» **EXTRACTED INFORMATION**
_ _ _
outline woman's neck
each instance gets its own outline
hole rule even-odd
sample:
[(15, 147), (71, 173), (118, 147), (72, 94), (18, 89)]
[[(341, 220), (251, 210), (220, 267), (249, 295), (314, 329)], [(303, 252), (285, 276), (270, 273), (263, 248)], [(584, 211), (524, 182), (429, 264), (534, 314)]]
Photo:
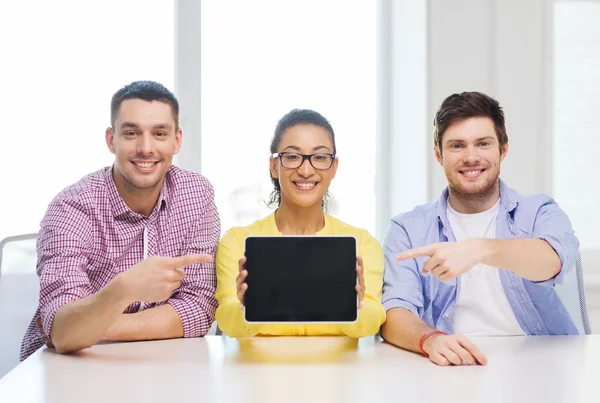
_ _ _
Copy out all the data above exactly, pictures excluded.

» **ANSWER BELOW**
outline woman's neck
each instance gets its own outline
hole rule even-odd
sample:
[(15, 147), (71, 173), (118, 147), (72, 94), (18, 89)]
[[(341, 220), (251, 210), (220, 267), (249, 295), (314, 329)], [(303, 252), (285, 276), (270, 273), (263, 248)], [(584, 211), (524, 182), (429, 264), (534, 314)]]
Photo:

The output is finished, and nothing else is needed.